Extrait d'entretien:
Jessica Neth : Le principal défi auquel je pense, particulièrement en lien avec les solutions de technologie hôtelière, est la fragmentation du secteur : il y a tellement de fournisseurs, qui semblent tous offrir des services similaires à première vue. Le marché est inondé de solutions technologiques, dont beaucoup sont trop chères, trop complexes, ou simplement pas adaptées aux besoins et budgets des hébergements de plus petite taille. En conséquence, les hébergements indépendants ont beaucoup de difficultés à faire les bons choix.
Quelles innovations avez-vous déployées dans votre établissement ?
Tiziana Laterza : Nous nous sommes associés à la municipalité de Sorrente pour accueillir des expositions d’art, des concerts d’artistes locaux, des représentations de théâtre, etc. Notre but est de permettre à nos hôtes d’expérimenter directement l’art local entre nos murs. Jusqu’à présent, les retours sont supérieurs à nos attentes.
Irene Talg : Nous avons installé une machine à composter pour traiter les déchets organiques de nos cuisines et de notre restaurant. L’objectif est de réduire nos déchets et nos émissions de gaz à effet de serre, tout en produisant un compost de qualité pour nos jardins.
Que peuvent faire les entreprises pour donner plus de pouvoir aux femmes au travail ?
Anja Honnefelder : Un bon équilibre entre travail et vie privée est essentiel pour tous les talents d’une entreprise, notamment en offrant une certaine flexibilité en termes de jours de vacances et d’horaires de travail. Mais cela est d’autant plus important pour les femmes ayant des enfants.

Consignes écrites:
A. Reformulez plus brièvement, s'il vous plaît, le paragraphe de l'entretien sur l'hôtellerie qui commence par « Tiziana Laterza : Nous nous sommes associés », en conservant ses faits principaux.
B. Reprenez l'entretien sur l'hôtellerie là où il s'arrête et poursuivez-le.
Ce matériel provient d'une autre source.

Données fournies:
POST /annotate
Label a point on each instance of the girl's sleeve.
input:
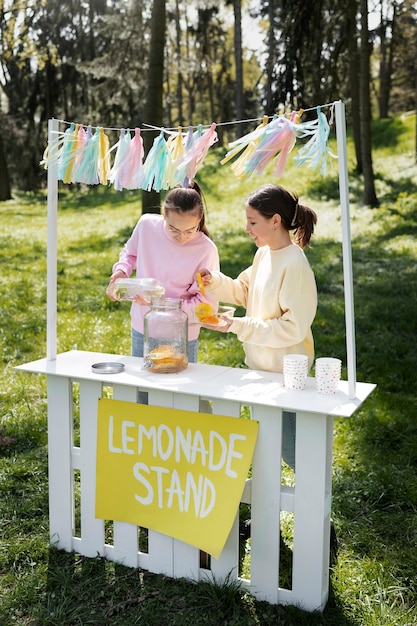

Réponses par consigne:
A. Tiziana Laterza : en partenariat avec la municipalité de Sorrente, l'établissement accueille des expositions d'art, des concerts d'artistes locaux et des pièces de théâtre, pour que les hôtes découvrent l'art local sur place. Les retours dépassent jusqu'ici les attentes.

B.
Par exemple, chez trivago, nous offrons le meilleur soutien possible aux parents, car nous savons que certaines périodes peuvent être compliquées. Nous disposons de ressources pour aider les nouveaux parents à comprendre le système allemand des congés parentaux ou comment réserver une place en crèche, et nous permettons à la personne qui garde l’enfant à titre principal de travailler à domicile les trois premières années suivant la naissance. La procédure de départ en congé parental et de retour au travail doit se dérouler sans heurt.
Jessica Neth : La connaissance et l’éducation sont primordiales, car les deux sont des facteurs d’émancipation. Ainsi, il est important d’investir dans les femmes en proposant des programmes de mentorat ou de coaching, par exemple, pour mieux les aider à développer et à accroître leurs compétences.
J’ai été coachée par une femme pendant un certain temps. Elle m’a beaucoup aidée et m’a montré comment je pouvais m’affirmer. J’ai ainsi pu développer ma confiance en moi. Je pense que donner du pouvoir aux femmes renforce leur confiance en elles. Résultat : les employées sont motivées, elles établiront à leur tour d’excellentes relations au sein de l’entreprise et contribueront à des décisions importantes et stratégiques.
Quel conseil donneriez-vous à des femmes qui débutent leur carrière et qui aspirent à monter les échelons ?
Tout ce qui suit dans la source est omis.